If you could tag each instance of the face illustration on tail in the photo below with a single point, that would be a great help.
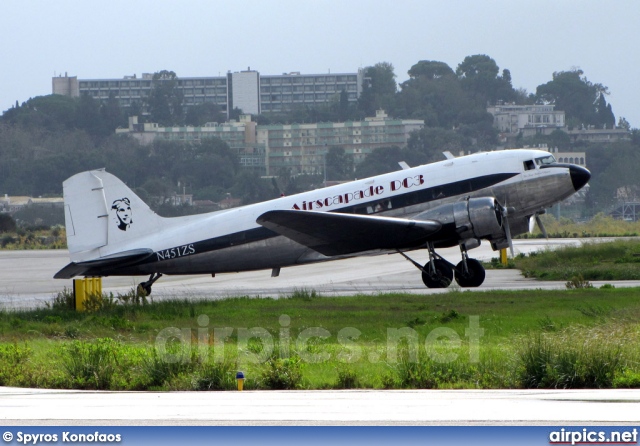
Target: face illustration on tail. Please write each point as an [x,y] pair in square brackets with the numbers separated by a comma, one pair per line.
[122,206]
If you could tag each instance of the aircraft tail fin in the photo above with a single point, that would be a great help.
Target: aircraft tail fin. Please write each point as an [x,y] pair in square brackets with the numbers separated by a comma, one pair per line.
[102,214]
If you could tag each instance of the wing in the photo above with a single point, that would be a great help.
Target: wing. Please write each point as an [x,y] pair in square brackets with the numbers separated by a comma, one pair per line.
[126,258]
[333,234]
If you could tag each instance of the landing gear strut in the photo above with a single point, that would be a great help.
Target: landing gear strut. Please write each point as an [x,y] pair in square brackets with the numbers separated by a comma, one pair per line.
[469,272]
[146,286]
[439,273]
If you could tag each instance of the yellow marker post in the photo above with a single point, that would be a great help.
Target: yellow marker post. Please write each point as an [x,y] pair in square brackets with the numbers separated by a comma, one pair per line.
[83,288]
[240,379]
[503,256]
[79,293]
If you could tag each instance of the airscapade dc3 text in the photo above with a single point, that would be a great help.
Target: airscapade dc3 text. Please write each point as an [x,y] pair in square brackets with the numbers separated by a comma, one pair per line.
[369,192]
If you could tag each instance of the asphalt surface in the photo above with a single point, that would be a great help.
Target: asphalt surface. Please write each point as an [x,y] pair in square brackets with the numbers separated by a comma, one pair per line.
[26,281]
[26,277]
[345,407]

# # # # #

**Required work:**
The required output is every line from the one with "If you could tag each instance of the airscapade" to the final line of the entries, repeated exactly and with nothing else.

**Answer to the exercise:**
If you could tag each instance of the airscapade dc3 text in the photo above with a single point, that would be a great help.
Target: airscapade dc3 text. Please write each point as an [x,y] pair in square brackets with the numbers separated by a comma, one pair per line.
[369,192]
If you could tag each instance of the asphalt surface in the photo above with a single point, that would be a great help.
Target: asphalt surface. Please write each point as an [x,y] pair in square brackets with the numbers separated by a comma, one pair per line.
[26,281]
[26,277]
[345,407]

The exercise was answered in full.